• Your instructions: Please rewrite the entries starting at the line containing "For every instance of the dense" and ending at the line containing "[[241, 164]]", swapping "dense foliage" for "thick foliage" and keeping everything else unchanged.
-- The data start --
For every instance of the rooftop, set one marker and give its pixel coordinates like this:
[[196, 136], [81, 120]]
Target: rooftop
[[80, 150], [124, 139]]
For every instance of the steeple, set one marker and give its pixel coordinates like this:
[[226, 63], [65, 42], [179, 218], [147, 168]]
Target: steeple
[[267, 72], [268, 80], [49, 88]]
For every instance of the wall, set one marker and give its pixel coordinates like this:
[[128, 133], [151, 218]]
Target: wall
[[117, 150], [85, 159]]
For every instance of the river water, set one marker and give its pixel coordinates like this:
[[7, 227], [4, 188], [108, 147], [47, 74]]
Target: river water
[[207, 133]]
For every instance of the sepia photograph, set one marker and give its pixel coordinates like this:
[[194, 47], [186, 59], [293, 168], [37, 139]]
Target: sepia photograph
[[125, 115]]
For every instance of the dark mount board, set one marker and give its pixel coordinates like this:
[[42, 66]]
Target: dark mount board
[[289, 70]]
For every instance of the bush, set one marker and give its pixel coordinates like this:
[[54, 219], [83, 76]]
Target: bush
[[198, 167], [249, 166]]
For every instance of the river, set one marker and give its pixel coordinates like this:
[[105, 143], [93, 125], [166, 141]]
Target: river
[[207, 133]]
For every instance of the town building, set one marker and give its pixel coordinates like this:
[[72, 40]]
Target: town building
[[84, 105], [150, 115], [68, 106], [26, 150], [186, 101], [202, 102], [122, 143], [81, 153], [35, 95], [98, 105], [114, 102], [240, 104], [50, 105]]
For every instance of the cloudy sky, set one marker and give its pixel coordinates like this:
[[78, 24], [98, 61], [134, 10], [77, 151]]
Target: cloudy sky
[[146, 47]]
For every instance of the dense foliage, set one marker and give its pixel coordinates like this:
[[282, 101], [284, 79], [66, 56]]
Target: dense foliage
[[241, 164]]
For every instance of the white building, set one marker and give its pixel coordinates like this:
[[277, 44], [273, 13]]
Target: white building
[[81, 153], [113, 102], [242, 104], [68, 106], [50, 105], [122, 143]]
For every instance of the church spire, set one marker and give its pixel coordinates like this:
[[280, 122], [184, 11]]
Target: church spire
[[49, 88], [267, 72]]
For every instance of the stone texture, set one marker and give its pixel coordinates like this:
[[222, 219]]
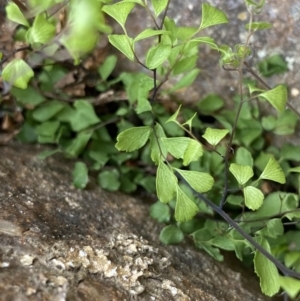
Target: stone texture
[[282, 38], [59, 243]]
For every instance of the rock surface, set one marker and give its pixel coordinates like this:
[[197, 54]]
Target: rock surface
[[59, 243]]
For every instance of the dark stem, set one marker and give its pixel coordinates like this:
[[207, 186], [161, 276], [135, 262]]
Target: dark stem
[[285, 271]]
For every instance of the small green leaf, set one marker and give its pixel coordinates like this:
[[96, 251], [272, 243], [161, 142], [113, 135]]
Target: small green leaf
[[166, 183], [157, 151], [149, 32], [160, 212], [271, 65], [214, 136], [268, 122], [174, 116], [84, 116], [193, 152], [47, 110], [191, 226], [273, 228], [290, 285], [99, 157], [184, 65], [176, 146], [253, 197], [77, 145], [243, 157], [107, 67], [119, 11], [277, 97], [189, 122], [273, 172], [242, 173], [109, 180], [14, 14], [47, 131], [295, 169], [159, 6], [123, 43], [143, 105], [199, 181], [185, 208], [47, 153], [186, 80], [236, 200], [80, 175], [211, 16], [266, 271], [18, 73], [171, 235], [133, 138], [157, 55], [286, 123], [258, 26], [42, 31], [290, 152]]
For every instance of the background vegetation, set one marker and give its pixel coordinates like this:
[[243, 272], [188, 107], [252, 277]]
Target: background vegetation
[[218, 177]]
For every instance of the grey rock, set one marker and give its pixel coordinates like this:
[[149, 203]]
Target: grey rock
[[282, 38], [60, 243]]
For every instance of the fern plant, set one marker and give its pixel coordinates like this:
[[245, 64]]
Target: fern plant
[[189, 193]]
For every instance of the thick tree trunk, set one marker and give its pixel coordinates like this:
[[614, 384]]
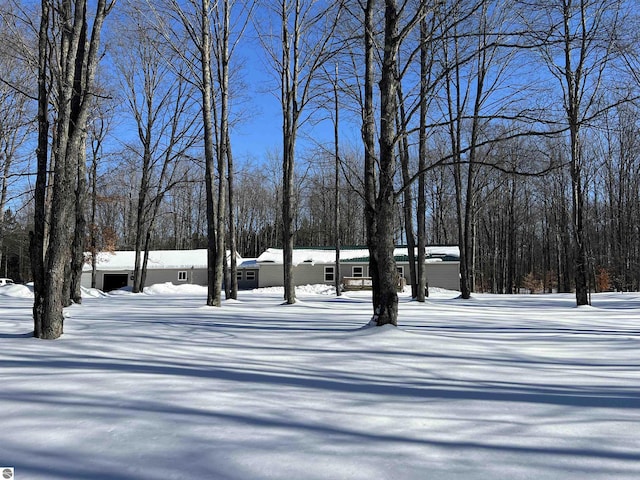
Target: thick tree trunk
[[213, 278], [386, 298]]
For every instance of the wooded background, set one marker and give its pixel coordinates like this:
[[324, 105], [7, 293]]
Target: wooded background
[[525, 101]]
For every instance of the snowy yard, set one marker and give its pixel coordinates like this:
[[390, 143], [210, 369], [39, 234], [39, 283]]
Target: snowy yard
[[157, 386]]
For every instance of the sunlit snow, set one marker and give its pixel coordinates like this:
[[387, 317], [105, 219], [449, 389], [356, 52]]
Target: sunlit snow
[[158, 386]]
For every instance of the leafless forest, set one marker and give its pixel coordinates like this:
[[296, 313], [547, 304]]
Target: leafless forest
[[507, 127]]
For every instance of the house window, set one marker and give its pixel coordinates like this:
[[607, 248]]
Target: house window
[[357, 272], [329, 274]]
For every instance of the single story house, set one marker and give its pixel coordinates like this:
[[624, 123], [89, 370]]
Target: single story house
[[317, 265], [311, 266], [115, 269]]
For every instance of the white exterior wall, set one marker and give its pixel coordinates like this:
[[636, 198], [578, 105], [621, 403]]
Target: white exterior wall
[[439, 274]]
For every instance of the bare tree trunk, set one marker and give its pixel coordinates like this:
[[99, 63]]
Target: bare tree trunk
[[386, 304], [422, 288], [214, 277], [336, 186], [74, 84], [79, 235]]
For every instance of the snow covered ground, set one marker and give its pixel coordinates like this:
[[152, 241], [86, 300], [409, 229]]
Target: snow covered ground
[[158, 386]]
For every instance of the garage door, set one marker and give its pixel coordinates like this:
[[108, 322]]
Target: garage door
[[114, 281]]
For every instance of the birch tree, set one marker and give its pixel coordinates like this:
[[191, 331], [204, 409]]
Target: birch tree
[[577, 41]]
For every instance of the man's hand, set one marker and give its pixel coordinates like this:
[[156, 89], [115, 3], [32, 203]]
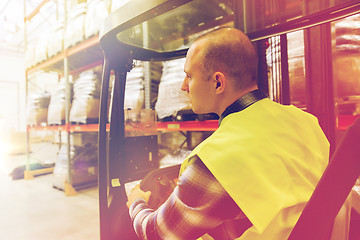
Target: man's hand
[[137, 193]]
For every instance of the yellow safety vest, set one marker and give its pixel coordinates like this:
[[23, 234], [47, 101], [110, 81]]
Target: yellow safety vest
[[269, 158]]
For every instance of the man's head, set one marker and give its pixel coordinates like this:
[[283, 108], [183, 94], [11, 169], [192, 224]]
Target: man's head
[[220, 67]]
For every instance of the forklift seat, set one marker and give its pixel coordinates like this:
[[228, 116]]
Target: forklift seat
[[322, 218]]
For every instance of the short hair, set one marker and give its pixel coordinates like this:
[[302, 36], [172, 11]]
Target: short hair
[[234, 56]]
-- The data end --
• Full solution:
For every instance of the thick foliage, set one marker and give its pixel coordinates like this:
[[282, 101], [284, 79], [66, 56]]
Target: thick foliage
[[241, 164]]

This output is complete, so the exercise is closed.